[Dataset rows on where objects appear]
>> Begin
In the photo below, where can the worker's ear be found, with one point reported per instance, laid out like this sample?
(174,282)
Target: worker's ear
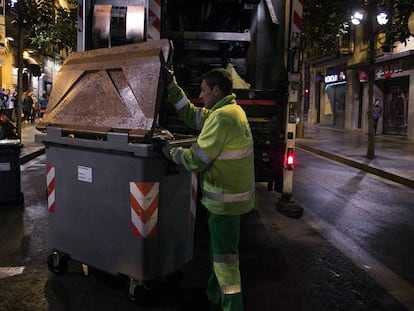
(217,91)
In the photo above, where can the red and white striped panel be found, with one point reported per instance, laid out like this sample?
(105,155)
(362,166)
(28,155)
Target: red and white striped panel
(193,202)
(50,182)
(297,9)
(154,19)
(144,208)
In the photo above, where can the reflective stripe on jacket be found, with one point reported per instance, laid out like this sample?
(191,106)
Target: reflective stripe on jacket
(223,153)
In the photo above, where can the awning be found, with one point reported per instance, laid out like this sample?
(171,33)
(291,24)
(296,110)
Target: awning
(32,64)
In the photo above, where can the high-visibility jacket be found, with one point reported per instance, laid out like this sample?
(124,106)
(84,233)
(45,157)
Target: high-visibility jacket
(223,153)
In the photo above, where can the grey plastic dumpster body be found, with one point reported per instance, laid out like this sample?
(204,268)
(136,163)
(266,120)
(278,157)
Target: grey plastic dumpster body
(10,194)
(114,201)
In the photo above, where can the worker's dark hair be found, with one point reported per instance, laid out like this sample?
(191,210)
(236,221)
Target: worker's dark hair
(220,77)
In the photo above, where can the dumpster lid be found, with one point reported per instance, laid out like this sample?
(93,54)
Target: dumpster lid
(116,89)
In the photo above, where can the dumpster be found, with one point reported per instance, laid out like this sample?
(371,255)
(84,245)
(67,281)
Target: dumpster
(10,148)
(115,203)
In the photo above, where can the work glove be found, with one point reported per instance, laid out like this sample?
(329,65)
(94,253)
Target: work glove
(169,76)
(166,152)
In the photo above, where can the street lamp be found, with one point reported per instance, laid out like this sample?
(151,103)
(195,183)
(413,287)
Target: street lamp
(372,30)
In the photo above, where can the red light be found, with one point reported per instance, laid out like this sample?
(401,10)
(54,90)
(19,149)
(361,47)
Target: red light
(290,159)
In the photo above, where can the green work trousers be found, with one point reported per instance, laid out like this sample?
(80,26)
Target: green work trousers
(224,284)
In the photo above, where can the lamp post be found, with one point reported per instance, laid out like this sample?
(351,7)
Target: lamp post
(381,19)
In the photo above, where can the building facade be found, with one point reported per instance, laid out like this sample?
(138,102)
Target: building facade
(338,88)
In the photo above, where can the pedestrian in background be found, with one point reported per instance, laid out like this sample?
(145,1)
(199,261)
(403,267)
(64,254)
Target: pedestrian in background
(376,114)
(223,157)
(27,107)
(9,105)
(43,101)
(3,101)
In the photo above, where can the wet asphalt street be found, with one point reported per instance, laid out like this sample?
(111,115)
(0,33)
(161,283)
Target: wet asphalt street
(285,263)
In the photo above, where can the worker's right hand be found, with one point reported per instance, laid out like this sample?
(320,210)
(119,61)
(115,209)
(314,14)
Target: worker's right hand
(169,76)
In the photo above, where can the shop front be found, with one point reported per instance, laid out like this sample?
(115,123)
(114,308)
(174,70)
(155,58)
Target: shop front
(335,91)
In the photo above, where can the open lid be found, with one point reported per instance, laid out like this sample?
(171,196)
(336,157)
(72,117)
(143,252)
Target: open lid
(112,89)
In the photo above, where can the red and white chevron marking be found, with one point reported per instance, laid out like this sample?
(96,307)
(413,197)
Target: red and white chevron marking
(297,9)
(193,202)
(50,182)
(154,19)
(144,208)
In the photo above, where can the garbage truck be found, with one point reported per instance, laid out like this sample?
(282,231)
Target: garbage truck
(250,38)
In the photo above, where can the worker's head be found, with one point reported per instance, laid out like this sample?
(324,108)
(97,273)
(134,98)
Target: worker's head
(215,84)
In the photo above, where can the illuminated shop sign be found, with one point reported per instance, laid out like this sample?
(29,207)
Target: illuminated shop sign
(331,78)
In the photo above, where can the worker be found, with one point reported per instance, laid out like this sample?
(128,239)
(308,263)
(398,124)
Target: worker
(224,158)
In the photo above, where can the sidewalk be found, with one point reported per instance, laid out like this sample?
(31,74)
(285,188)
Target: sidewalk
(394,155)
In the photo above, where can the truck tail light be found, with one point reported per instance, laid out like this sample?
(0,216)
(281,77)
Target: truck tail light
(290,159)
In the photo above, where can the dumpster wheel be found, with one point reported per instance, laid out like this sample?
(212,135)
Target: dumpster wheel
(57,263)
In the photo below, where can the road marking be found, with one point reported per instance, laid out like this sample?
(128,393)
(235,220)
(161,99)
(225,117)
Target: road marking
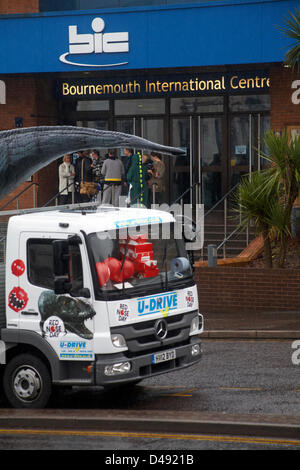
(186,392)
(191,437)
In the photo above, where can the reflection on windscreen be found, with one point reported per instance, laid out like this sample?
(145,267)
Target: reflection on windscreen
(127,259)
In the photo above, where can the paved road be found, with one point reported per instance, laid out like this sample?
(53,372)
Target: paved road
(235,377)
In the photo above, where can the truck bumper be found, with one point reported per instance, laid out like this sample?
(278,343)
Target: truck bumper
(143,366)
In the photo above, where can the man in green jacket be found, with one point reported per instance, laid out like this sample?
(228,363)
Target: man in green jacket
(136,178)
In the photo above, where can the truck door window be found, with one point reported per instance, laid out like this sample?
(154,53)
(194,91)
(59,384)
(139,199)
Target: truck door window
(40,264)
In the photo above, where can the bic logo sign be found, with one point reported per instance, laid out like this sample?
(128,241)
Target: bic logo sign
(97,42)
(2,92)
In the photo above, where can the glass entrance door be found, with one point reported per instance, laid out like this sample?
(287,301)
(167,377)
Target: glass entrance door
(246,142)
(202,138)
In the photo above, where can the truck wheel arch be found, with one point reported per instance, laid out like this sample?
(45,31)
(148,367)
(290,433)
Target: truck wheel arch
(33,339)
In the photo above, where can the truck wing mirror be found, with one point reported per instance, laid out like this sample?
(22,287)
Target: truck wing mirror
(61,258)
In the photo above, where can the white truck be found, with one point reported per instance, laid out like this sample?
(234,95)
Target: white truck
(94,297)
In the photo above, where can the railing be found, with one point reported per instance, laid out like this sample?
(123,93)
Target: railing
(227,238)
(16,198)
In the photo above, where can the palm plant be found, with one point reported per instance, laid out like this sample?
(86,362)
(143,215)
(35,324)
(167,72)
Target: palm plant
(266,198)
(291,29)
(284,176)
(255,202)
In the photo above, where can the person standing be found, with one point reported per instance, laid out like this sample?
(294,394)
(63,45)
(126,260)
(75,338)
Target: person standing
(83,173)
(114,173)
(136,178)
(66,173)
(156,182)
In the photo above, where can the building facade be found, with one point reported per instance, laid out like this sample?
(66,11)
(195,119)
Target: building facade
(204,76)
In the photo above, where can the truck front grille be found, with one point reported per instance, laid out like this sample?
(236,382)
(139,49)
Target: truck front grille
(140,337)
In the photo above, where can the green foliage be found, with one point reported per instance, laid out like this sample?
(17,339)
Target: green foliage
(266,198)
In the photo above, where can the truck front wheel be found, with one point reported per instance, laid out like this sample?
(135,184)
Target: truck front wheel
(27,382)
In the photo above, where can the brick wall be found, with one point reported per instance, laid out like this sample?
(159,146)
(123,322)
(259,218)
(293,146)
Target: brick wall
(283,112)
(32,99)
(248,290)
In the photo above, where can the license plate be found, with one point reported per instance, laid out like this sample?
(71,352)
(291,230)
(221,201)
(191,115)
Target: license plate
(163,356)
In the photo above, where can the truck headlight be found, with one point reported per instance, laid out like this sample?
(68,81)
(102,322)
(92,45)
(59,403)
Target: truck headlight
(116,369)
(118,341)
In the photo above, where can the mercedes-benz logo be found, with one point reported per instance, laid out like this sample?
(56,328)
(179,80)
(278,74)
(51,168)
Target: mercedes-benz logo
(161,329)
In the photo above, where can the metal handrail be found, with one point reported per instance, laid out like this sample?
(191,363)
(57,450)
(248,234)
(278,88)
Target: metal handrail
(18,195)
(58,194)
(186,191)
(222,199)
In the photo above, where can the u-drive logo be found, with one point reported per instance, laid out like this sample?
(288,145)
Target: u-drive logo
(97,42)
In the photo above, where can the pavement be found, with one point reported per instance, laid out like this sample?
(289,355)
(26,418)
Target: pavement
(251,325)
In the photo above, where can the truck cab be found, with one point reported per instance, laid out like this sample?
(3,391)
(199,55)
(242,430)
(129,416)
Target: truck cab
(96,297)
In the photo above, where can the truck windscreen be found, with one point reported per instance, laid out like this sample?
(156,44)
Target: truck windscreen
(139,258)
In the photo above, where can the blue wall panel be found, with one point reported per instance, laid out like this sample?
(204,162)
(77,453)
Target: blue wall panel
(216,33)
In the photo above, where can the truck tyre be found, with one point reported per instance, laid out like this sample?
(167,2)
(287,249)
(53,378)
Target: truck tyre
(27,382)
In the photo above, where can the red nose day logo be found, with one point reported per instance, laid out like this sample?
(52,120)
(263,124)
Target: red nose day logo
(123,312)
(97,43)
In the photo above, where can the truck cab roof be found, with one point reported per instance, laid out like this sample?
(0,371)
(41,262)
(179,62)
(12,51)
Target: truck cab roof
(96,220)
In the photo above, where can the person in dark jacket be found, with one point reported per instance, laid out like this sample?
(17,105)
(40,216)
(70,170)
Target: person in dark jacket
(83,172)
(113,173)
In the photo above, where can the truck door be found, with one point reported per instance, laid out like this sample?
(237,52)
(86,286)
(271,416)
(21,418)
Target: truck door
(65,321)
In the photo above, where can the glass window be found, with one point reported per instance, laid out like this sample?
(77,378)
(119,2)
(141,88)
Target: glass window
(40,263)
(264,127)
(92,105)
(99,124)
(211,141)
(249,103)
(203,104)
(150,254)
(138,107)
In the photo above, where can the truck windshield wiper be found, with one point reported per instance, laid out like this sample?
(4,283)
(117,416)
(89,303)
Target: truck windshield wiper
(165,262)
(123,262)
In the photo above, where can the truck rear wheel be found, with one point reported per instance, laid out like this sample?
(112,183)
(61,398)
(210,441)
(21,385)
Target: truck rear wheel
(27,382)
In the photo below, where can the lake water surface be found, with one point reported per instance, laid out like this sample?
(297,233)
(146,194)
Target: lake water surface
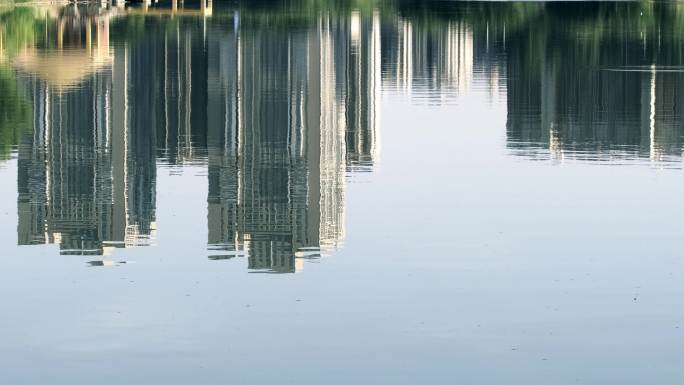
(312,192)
>> End
**SHORT EXERCISE:** Return without any change the part of the records that opens with the line containing "In the photo above, where can the truck cab roof" and runs through the end of the records, both ends included. Leave the pictures out of your answer.

**IN RESPONSE:**
In the photo above, where can the truck cab roof be found, with one point reported per instance, laid out like this sample?
(0,371)
(41,262)
(179,62)
(12,51)
Target: truck cab roof
(96,220)
In the photo above, where can the person in dark jacket be found, with one point reported per instance, laid out like this sample?
(17,105)
(40,216)
(70,170)
Target: person in dark jacket
(83,172)
(113,173)
In the photo above, where can the truck door be found, with one point reported per instance, laid out like this sample?
(237,52)
(86,286)
(271,416)
(21,418)
Target: truck door
(65,321)
In the photo above, where can the glass window be found, with one point reported per instance, laid out like this sample?
(77,378)
(119,2)
(141,88)
Target: glass window
(40,263)
(264,127)
(92,105)
(99,124)
(211,141)
(249,103)
(203,104)
(150,254)
(138,107)
In the photo above, where can the truck windshield wiper be found, with one point reported per instance, laid out like this sample?
(4,283)
(117,416)
(89,303)
Target: truck windshield wiper
(165,262)
(123,262)
In the photo above, where can the truck rear wheel be found, with one point reported per instance, laid out like this sample?
(112,183)
(61,398)
(210,441)
(21,385)
Target: truck rear wheel
(27,382)
In the photo below, where can the lake water surface be found, with one point reported per instance, laid out like this sample?
(297,233)
(146,194)
Target: lake water surface
(312,192)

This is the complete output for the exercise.